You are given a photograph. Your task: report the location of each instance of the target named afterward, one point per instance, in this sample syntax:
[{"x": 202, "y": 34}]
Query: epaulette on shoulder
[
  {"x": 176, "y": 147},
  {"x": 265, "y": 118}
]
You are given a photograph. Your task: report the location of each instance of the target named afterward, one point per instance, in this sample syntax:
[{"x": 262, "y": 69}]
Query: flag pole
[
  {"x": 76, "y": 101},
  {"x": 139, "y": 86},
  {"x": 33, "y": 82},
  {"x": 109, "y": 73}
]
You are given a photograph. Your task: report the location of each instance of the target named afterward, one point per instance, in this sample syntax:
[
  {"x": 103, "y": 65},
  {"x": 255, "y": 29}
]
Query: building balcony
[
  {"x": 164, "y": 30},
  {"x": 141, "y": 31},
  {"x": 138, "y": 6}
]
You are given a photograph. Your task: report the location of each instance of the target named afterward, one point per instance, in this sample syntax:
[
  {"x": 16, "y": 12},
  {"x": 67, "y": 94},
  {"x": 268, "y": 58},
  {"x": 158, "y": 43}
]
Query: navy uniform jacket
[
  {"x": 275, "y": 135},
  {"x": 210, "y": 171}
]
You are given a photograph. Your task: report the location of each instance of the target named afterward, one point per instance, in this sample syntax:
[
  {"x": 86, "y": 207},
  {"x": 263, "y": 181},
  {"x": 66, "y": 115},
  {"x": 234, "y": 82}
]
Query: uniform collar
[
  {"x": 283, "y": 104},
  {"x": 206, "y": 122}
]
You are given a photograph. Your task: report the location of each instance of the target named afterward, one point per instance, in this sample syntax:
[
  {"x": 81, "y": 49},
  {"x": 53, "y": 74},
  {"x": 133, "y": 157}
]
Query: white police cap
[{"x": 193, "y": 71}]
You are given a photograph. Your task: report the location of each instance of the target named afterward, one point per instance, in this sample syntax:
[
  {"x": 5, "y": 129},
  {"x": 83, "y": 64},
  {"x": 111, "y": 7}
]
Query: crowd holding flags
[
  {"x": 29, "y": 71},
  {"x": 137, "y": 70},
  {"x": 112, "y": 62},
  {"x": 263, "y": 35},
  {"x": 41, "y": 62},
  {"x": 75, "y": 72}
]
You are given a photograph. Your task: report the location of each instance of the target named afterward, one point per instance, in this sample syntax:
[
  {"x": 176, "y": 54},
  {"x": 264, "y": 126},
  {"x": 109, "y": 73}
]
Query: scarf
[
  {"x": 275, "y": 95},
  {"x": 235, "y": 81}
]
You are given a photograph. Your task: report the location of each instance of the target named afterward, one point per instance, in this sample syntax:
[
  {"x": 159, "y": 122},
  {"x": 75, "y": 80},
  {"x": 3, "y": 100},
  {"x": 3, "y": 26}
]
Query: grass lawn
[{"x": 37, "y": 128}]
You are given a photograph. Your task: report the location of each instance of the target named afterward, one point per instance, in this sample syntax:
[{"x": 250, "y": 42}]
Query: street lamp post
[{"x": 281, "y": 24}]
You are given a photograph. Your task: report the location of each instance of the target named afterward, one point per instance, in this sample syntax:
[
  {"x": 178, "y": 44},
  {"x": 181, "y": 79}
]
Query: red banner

▸ **Exercise details**
Output the records above, each one exactly, with none left out.

▸ **Result**
You are given a photograph. Your task: report the location of each instance of the target named afterward, one point per instance, in this sample syntax:
[{"x": 202, "y": 34}]
Query: epaulette on shoulder
[
  {"x": 176, "y": 147},
  {"x": 265, "y": 118}
]
You are given a photograph. Your task: report the location of each instance of the target named afterward, one point per instance, in this sample syntax:
[{"x": 262, "y": 69}]
Query: flag pole
[
  {"x": 76, "y": 101},
  {"x": 139, "y": 86},
  {"x": 33, "y": 82},
  {"x": 109, "y": 73}
]
You are given a photograph. Your task: report the location of each instance of the target named afterward, one point per instance, in this sample syntax:
[
  {"x": 103, "y": 65},
  {"x": 255, "y": 29}
]
Query: building balcony
[
  {"x": 164, "y": 30},
  {"x": 141, "y": 31},
  {"x": 138, "y": 6}
]
You are given a photograph. Your task: report the location of each instance of the target named afterward, one point per instance, in this sample syntax:
[
  {"x": 16, "y": 12},
  {"x": 67, "y": 94},
  {"x": 268, "y": 58},
  {"x": 158, "y": 43}
]
Query: navy uniform jacket
[
  {"x": 275, "y": 135},
  {"x": 210, "y": 171}
]
You are given a photograph. Your task: report the location of each instance of the target named afterward, one point per instance, in this sample syntax:
[
  {"x": 86, "y": 207},
  {"x": 263, "y": 181},
  {"x": 66, "y": 115},
  {"x": 234, "y": 82}
]
Query: uniform collar
[
  {"x": 283, "y": 104},
  {"x": 206, "y": 122}
]
You are given a photograph. Your task: report the location of each instance of the target named afterward, one point per instance, in this sample syntax:
[
  {"x": 81, "y": 49},
  {"x": 53, "y": 74},
  {"x": 133, "y": 157}
]
Query: white police cap
[{"x": 193, "y": 71}]
You are given a photograph. Your task: report the location of each instance of the target named afterward, one point per instance, in this sample syntax:
[
  {"x": 5, "y": 129},
  {"x": 83, "y": 64},
  {"x": 111, "y": 7}
]
Query: crowd holding flags
[
  {"x": 29, "y": 71},
  {"x": 137, "y": 70},
  {"x": 112, "y": 62},
  {"x": 263, "y": 35},
  {"x": 41, "y": 62},
  {"x": 75, "y": 72}
]
You are given a photograph. Your task: report the location of each instance of the target named afterward, one point per instance, in this sample syntax:
[
  {"x": 176, "y": 54},
  {"x": 264, "y": 126},
  {"x": 109, "y": 73}
]
Query: scarf
[
  {"x": 275, "y": 95},
  {"x": 235, "y": 81}
]
You are given a photograph. Your task: report the location of each instance of the target named afterward, one point per instance, in this sample syntax:
[
  {"x": 159, "y": 122},
  {"x": 75, "y": 80},
  {"x": 3, "y": 100},
  {"x": 3, "y": 26}
]
Query: grass lawn
[{"x": 37, "y": 128}]
You are given a photograph. Your task: report the location of each instance of the target named afterward, one point per instance, in this sample syntax:
[{"x": 250, "y": 42}]
Query: street lamp post
[{"x": 281, "y": 24}]
You are given a photograph. Your task: report the location of each instance of the target named afterward, one point per instance, in this sample syntax:
[
  {"x": 178, "y": 44},
  {"x": 181, "y": 79}
]
Query: red banner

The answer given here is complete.